* EXERCISE INSTRUCTIONS *
Copy word for word the stretch of the records from the very start through the line that contains "column 104, row 172", with that line included.

#### RAW DATA ####

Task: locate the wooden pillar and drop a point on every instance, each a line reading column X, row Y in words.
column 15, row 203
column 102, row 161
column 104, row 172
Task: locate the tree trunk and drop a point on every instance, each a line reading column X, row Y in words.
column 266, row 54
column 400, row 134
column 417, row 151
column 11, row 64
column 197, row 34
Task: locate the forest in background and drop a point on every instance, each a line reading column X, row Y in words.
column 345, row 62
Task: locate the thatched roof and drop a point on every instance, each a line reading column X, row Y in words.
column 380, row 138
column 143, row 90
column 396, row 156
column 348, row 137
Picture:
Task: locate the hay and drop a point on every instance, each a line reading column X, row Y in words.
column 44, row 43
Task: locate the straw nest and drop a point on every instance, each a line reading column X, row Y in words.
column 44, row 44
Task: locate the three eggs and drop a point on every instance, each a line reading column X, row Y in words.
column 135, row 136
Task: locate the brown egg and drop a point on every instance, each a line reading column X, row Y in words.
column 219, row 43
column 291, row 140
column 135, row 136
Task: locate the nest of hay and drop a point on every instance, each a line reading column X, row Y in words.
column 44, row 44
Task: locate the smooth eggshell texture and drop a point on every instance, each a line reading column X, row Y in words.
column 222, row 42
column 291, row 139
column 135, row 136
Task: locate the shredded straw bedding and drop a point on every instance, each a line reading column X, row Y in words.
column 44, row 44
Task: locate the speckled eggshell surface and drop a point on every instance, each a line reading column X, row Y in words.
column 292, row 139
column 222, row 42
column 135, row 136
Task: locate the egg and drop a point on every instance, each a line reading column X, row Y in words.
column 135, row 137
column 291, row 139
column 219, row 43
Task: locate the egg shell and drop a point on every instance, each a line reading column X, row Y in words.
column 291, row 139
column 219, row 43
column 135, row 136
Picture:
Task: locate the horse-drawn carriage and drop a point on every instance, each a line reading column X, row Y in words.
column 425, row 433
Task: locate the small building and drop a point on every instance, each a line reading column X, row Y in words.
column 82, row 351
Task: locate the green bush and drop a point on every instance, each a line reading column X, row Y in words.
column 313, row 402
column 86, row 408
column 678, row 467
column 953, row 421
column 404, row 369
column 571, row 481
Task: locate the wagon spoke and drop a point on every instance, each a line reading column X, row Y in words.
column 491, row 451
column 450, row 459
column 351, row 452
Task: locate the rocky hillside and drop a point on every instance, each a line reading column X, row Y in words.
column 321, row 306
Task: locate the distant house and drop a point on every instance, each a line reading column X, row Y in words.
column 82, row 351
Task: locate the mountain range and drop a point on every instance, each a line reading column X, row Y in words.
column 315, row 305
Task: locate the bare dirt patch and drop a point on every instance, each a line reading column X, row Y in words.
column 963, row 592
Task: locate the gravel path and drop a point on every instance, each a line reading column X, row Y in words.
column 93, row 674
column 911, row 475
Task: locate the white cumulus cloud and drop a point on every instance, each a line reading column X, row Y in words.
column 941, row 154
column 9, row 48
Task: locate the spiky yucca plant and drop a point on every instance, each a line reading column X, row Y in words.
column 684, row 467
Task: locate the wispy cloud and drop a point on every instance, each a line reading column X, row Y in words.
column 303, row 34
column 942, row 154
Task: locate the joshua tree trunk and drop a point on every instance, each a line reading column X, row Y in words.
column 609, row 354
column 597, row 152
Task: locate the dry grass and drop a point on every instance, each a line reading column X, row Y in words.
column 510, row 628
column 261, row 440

####

* FINAL RESULT *
Task: locate the wooden pillar and drop a point on every instance, each a line reading column X, row Y in words.
column 15, row 203
column 102, row 161
column 104, row 172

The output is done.